▸ **WRITTEN TASK**
Pull out every line of the material that contains the string "pole", matching case exactly.

▸ **TASK DATA**

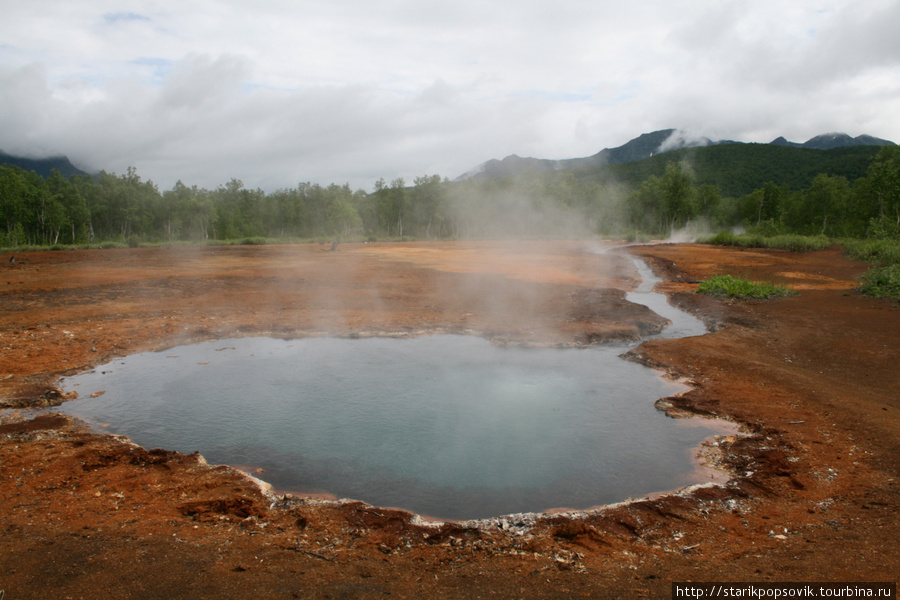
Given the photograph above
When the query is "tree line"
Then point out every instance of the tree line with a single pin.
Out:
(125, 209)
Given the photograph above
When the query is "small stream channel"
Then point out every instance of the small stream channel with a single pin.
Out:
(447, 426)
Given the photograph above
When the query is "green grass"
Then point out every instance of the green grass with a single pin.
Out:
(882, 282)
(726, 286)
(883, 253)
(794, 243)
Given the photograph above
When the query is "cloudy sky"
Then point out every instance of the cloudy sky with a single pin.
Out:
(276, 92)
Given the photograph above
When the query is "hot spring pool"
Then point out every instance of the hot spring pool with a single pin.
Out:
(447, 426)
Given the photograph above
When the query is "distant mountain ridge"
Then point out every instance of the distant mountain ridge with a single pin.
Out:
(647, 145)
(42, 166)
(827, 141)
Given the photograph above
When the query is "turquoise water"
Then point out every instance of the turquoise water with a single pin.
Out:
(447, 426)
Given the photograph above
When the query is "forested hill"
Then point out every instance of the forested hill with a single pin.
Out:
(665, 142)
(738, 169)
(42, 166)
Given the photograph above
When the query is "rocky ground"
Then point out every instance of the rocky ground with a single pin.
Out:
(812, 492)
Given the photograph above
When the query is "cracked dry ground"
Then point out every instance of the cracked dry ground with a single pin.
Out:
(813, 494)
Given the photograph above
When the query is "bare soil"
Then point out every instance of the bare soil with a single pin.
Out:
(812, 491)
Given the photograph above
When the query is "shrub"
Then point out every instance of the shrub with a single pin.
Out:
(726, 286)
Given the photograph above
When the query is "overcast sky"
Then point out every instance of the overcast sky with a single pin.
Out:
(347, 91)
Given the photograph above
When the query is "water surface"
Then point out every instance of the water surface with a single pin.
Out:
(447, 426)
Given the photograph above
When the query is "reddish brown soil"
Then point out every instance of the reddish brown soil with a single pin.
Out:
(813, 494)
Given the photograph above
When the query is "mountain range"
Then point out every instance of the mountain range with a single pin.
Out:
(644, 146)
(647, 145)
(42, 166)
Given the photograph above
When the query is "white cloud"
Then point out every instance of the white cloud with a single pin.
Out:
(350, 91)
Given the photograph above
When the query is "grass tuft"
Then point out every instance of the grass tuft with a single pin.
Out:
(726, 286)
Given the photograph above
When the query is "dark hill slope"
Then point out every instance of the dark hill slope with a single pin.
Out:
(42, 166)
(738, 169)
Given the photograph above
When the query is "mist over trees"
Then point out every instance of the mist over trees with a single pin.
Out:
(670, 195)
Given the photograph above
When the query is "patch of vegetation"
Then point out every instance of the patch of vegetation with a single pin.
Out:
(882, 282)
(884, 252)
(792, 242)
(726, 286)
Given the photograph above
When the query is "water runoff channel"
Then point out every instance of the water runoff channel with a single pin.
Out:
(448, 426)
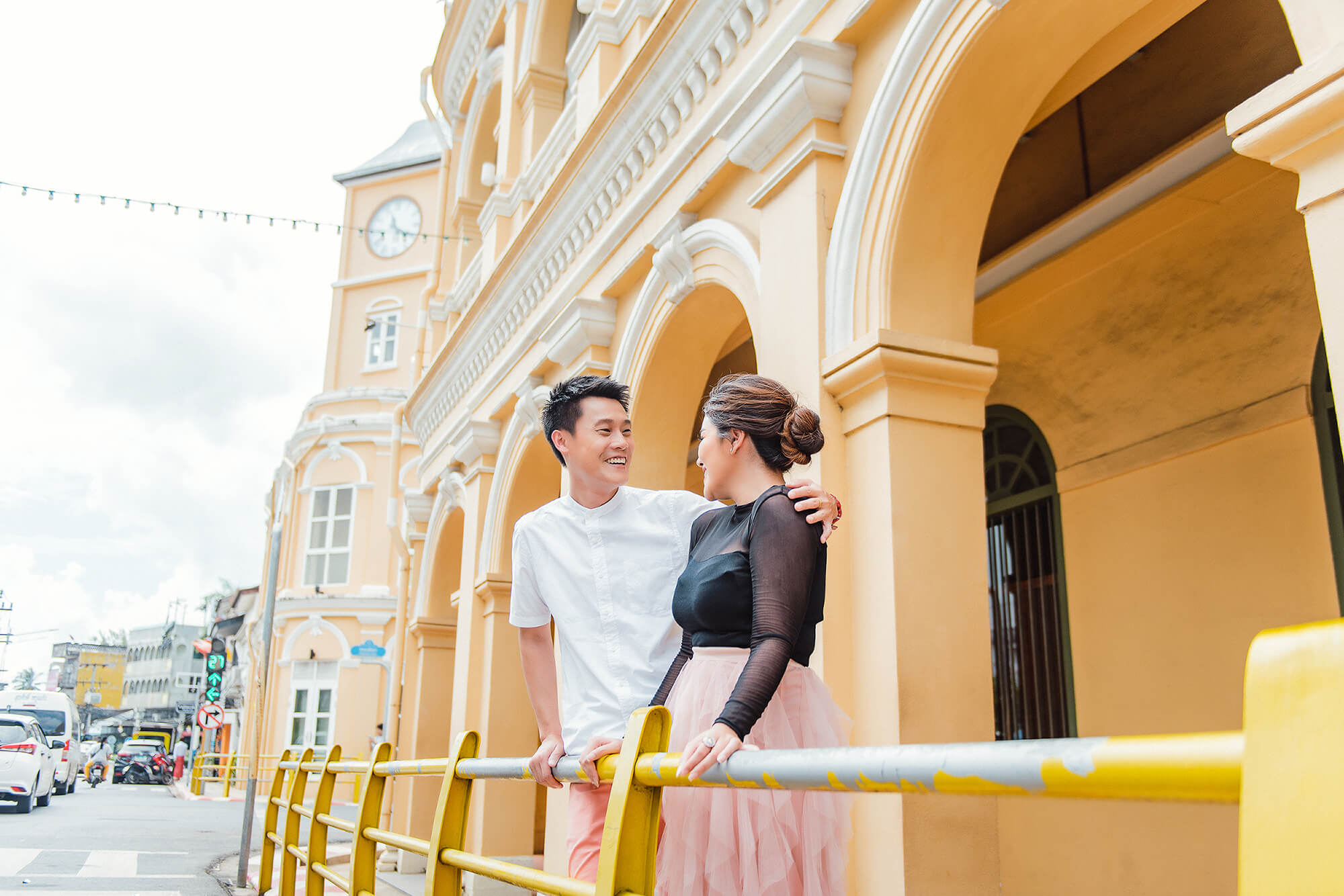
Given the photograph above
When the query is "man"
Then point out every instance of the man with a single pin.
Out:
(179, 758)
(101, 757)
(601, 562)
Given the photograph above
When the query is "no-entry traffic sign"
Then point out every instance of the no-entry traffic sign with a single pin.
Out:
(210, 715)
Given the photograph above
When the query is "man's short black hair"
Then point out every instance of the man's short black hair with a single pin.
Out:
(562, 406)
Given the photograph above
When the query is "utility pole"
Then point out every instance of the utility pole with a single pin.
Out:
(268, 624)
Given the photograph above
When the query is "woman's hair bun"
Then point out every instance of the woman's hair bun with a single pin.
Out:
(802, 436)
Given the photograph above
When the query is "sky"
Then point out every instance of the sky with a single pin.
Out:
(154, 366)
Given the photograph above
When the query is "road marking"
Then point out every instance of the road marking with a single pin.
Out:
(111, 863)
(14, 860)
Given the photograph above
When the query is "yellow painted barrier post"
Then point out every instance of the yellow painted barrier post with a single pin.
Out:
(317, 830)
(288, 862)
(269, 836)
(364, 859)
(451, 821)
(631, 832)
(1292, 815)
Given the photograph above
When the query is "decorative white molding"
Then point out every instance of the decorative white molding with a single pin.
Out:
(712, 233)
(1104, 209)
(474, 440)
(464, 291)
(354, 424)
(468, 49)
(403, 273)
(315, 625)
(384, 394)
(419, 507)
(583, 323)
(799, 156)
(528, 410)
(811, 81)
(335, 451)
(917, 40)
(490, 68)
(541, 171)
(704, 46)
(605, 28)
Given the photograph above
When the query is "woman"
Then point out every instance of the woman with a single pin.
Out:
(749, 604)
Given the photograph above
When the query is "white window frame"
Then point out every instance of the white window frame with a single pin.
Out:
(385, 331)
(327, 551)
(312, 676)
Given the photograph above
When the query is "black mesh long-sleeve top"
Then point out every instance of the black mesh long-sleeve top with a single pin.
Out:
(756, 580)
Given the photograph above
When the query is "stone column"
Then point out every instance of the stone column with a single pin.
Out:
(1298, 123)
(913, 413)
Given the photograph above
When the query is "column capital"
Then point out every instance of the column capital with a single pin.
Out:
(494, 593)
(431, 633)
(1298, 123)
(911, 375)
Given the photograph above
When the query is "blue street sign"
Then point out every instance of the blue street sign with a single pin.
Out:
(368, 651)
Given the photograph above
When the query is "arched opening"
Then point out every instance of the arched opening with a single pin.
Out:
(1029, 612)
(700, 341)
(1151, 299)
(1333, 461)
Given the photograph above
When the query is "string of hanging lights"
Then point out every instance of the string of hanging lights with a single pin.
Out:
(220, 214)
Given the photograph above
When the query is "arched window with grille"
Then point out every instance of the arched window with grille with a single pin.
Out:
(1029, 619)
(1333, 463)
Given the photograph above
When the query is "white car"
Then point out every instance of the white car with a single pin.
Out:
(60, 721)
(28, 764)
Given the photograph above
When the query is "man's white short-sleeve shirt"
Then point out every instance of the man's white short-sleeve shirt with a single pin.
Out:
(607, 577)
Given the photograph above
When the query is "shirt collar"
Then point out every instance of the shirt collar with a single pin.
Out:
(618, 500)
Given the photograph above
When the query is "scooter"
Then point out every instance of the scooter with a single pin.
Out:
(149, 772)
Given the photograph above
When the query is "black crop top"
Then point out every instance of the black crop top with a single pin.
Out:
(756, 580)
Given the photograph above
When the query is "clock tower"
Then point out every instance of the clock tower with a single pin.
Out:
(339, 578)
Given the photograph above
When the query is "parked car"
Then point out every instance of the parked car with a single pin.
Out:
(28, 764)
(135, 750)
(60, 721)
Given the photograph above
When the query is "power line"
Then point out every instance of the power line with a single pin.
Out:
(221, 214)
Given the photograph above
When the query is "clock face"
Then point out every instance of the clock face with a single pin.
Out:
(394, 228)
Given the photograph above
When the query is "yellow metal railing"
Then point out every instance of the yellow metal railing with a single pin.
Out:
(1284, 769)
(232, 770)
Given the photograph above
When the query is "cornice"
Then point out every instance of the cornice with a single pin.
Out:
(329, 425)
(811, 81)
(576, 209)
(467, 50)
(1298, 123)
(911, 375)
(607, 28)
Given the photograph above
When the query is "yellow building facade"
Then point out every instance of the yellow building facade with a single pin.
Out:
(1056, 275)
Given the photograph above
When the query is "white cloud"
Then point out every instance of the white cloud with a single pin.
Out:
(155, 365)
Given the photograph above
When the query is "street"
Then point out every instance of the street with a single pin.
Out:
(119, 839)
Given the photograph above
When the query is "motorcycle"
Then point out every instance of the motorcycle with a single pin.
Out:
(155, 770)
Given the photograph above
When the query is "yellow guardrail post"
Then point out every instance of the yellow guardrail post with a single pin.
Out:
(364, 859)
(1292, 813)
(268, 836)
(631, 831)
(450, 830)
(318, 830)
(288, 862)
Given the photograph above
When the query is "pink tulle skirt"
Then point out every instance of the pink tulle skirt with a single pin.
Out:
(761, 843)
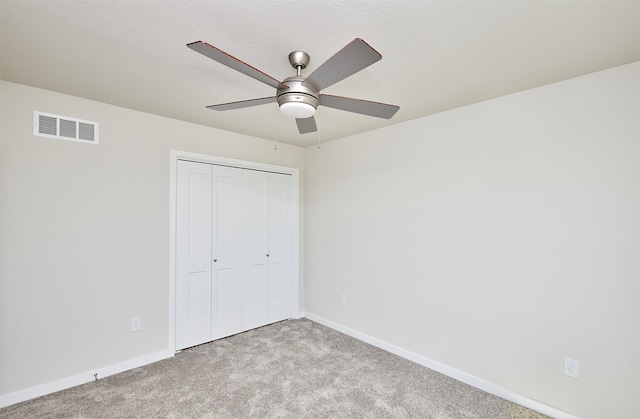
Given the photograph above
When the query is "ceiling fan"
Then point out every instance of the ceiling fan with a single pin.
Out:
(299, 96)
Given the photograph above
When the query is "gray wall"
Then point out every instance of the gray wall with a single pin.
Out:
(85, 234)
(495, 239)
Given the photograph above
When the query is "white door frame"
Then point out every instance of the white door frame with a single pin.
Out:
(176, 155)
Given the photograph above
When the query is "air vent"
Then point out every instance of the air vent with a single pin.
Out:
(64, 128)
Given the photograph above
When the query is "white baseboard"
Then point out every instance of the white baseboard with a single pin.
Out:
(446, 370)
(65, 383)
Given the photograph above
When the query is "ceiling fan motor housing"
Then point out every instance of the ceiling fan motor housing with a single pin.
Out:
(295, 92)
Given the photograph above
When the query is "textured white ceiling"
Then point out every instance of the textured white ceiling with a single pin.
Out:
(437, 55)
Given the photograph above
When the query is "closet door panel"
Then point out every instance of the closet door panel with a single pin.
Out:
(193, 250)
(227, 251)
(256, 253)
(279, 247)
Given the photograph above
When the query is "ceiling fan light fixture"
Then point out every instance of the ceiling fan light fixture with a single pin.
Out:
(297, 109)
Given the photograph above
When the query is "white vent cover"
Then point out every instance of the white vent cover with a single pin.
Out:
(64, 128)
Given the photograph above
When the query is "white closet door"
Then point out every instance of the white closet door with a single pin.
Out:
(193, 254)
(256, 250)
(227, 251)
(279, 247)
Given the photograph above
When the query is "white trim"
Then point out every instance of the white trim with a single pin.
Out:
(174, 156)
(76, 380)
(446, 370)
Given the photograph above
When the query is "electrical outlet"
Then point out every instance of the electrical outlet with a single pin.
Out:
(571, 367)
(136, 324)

▸ **PROBLEM SOLUTION**
When the query is "utility pole"
Then point out every instance of the utility pole with a single pin.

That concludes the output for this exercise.